------ Excerpt to read

Oh there are no plans, I designed the thing myself. Its not actually all that practical. The problem is it is narrow (4 feet) and long. (16 feet) I did that because I have been known to cut long boards for such things as my hardwood flooring and whatnot. The problem is,this long narrow approach kind of makes loading and unloading the kiln kind of tough. If I was smart, I would put an access door inside the back wall of my shop that way I could get at wood inside the kiln from both ends. The one from inside the shop would be nice because I could just stand in my shop and get dry wood as I need it.

As for keeping my kiln from over drying wood, its impossible to do with a solar kiln because it just does not get that hot. It helps too that I live in Maine on one of the foggiest spots on the east coast.

I could do a ton of things to improve the effeciency of this kiln. The first being to orient the angle to a lower pitch. Its something like 55º and should ideally be 49º. The other thing is to insulate it and paint the interior black to help retain heat.

So if I know all this, why don't I do it? Well I alluded to that in my first post. It has to do with time. Just piled up under cover, boards will dry out on average in one year for every inch of thickness. Since my wood has been undercover for 2 years and is only 1 inch thick, they are plenty dry. I also got about 2 thousand board feet under cover in the sawmill. At some point I might try and make my kiln work better, but for right now I really don't need to dry wood fast.

------------
------ Listed records

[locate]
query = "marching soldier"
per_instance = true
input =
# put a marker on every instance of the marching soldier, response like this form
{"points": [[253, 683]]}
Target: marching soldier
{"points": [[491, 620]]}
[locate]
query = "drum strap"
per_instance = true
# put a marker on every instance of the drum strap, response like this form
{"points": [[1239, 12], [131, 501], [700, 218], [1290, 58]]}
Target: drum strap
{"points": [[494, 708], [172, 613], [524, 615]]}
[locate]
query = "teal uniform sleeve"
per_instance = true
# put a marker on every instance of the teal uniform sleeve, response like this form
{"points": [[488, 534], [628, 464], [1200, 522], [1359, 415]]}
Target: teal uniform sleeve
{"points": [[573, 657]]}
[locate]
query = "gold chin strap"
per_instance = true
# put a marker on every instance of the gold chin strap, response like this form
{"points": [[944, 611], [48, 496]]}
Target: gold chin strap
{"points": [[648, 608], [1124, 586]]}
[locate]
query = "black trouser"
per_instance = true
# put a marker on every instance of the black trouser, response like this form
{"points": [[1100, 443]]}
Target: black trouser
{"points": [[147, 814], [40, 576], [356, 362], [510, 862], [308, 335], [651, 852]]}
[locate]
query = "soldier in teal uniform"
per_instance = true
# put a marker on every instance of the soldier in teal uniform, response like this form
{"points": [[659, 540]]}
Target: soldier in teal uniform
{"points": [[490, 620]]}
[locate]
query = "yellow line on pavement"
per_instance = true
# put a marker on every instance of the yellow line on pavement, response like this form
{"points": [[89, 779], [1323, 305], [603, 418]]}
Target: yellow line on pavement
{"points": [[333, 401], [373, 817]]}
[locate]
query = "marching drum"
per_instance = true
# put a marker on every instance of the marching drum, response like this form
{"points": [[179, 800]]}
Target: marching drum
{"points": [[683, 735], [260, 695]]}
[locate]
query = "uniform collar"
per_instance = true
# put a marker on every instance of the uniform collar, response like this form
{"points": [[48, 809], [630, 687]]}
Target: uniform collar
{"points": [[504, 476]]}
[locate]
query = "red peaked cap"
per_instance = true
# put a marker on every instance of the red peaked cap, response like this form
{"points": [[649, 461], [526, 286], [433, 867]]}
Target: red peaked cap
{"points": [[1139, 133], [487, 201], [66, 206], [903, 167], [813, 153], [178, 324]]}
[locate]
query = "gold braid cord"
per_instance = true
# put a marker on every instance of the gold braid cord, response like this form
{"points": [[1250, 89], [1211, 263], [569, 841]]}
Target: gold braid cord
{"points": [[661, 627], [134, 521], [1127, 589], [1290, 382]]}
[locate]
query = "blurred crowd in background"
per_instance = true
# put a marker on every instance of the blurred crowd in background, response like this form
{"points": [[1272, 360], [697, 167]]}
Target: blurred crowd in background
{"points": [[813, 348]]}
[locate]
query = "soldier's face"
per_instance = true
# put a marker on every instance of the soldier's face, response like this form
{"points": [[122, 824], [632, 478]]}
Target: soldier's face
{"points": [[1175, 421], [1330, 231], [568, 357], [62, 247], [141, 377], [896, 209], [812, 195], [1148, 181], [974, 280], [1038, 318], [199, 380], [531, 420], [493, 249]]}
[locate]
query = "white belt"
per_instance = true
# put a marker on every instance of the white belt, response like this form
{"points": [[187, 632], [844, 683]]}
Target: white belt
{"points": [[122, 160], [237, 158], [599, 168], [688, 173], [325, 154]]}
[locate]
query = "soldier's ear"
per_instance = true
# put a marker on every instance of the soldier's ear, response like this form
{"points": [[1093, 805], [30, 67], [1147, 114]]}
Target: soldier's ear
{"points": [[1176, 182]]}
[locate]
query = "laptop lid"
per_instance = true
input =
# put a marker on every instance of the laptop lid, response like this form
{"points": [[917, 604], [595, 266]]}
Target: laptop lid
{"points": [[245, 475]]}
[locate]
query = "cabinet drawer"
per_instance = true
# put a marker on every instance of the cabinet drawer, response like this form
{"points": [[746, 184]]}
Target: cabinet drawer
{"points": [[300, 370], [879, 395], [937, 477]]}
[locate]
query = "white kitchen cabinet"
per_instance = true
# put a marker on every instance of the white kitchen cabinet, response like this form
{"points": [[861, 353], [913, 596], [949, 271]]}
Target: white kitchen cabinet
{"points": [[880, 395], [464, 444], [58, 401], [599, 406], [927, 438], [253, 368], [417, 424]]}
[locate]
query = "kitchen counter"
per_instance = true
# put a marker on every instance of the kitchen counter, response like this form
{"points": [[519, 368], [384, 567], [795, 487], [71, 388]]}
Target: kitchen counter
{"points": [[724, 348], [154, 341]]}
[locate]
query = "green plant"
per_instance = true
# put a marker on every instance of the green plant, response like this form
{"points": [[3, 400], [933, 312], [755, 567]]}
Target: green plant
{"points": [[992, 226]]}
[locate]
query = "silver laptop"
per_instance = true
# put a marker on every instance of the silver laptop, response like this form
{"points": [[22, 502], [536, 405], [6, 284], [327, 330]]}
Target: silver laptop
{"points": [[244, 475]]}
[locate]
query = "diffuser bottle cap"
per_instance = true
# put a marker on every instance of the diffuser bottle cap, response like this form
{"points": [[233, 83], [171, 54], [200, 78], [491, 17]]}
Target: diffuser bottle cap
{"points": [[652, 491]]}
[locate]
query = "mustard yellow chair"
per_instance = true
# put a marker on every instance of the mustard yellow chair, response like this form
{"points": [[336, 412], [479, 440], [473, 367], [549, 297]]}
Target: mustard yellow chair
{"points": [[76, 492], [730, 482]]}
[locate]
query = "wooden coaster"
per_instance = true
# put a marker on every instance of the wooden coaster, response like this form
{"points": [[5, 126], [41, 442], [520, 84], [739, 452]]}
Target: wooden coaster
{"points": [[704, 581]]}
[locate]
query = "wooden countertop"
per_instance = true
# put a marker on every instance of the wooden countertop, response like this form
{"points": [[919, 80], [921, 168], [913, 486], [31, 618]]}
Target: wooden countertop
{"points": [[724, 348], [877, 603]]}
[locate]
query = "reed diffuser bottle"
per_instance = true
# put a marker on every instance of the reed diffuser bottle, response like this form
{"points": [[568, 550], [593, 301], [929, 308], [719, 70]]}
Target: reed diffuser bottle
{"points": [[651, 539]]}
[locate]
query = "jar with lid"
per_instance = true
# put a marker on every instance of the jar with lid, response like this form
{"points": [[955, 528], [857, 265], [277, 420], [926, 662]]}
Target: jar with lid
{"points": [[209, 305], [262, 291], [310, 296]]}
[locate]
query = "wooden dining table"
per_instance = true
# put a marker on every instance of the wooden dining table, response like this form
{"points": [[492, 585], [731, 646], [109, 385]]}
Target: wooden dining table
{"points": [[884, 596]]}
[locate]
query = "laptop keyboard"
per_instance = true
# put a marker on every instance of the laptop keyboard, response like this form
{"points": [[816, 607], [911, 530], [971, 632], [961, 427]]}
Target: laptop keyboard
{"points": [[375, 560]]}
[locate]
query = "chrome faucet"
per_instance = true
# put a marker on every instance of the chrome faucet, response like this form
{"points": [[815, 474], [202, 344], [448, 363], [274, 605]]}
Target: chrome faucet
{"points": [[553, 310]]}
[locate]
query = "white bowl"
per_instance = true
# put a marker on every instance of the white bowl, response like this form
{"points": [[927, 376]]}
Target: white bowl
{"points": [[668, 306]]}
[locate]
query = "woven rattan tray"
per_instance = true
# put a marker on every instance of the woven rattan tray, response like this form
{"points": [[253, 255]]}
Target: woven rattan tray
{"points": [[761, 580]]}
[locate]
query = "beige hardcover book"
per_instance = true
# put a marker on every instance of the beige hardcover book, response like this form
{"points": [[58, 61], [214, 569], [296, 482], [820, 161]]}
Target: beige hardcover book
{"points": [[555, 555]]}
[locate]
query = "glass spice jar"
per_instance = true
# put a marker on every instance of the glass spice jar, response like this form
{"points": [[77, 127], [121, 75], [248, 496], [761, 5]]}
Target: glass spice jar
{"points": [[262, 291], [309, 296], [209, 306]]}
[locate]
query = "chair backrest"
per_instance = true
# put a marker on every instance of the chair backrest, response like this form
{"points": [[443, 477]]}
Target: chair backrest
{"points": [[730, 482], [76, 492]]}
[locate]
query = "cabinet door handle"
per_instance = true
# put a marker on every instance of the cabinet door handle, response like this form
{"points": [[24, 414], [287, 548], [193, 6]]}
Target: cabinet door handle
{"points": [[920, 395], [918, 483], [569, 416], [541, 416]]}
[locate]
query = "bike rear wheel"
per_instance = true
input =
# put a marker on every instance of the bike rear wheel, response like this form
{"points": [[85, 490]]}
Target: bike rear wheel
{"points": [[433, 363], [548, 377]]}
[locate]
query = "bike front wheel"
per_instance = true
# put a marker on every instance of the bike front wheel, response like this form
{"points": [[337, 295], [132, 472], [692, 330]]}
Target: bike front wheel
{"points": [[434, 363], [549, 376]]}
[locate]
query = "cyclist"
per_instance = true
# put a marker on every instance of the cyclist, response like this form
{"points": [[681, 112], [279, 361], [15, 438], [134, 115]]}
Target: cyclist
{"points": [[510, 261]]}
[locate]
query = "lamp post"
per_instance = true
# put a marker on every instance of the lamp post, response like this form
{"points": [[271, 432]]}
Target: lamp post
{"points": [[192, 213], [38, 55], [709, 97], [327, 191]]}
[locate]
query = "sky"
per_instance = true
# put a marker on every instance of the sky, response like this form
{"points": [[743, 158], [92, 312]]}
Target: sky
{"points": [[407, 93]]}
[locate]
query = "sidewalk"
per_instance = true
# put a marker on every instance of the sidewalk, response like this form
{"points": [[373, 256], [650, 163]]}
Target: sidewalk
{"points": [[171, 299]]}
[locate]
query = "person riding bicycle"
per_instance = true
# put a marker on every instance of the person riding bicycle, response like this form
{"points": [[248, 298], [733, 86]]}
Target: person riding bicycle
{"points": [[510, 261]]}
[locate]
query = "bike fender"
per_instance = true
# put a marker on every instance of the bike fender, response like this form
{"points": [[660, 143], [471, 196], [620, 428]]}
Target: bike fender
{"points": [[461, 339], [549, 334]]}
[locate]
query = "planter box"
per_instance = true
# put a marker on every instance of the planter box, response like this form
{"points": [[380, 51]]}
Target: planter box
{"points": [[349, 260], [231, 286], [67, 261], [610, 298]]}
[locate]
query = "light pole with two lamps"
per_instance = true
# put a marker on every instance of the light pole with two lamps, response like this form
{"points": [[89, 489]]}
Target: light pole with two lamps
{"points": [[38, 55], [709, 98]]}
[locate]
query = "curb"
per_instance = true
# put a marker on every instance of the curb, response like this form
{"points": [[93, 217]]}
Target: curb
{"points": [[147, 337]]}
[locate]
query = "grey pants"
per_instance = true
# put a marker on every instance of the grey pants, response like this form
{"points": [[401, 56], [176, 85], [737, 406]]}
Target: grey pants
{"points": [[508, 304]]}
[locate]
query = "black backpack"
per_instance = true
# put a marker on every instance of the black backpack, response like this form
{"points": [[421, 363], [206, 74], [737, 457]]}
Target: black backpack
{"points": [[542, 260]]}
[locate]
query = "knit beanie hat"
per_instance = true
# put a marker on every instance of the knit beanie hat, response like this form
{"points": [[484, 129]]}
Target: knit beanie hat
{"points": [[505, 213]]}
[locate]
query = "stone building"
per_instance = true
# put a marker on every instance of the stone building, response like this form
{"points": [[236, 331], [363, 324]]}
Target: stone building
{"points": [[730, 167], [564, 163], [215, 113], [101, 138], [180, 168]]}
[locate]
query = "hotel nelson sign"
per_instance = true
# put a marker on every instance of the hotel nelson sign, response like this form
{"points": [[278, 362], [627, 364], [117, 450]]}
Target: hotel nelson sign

------------

Written instruction 1
Answer from the solar kiln post:
(a) What are the kiln's width and length?
(b) What pitch angle should the kiln ideally have?
(c) How long has the writer's wood been under cover?
Written instruction 2
Update the solar kiln post from "I could do a" to "help retain heat.", inclusive, putting "dark brown" in place of "black", and give that passage.
Written instruction 3
Write what comes next in the solar kiln post, picking up after its final sentence.
The data has nothing to do with the solar kiln post.

Expected output 1
(a) It is 4 feet wide and 16 feet long.
(b) Ideally, 49º.
(c) Two years.

Expected output 2
I could do a ton of things to improve the effeciency of this kiln. The first being to orient the angle to a lower pitch. Its something like 55º and should ideally be 49º. The other thing is to insulate it and paint the interior dark brown to help retain heat.

Expected output 3
Now the one thing this kiln MIGHT be able to do that I have not tapped into yet, is help heat my shop in the winter. It might not heat the place to 70º, but it could certainly help lower the btu requirements of my propane heater by quite a bit (I think anyway). I am just saying this kiln has quite a bit of potential to be more then it is at this point. Just need sometime and motivation to do it.
 
kiln designs

Rich and Ken, You can find everything you need to know about kilns at www.woodweb.com This is a web site devoted to the science of forestry/wood industry. There is a whole section in the knowledge base on all kinds of kilns with lots of detailed designs.
 
Travis, What sawmill are you using? I am sawmillenvious. I've been pining away for a mill for about 8 years. I just lost out on a Lucas Mill a couple of years ago at an auction and have looked at a few Woodmizers a few times. I really want to get a Peterson mill.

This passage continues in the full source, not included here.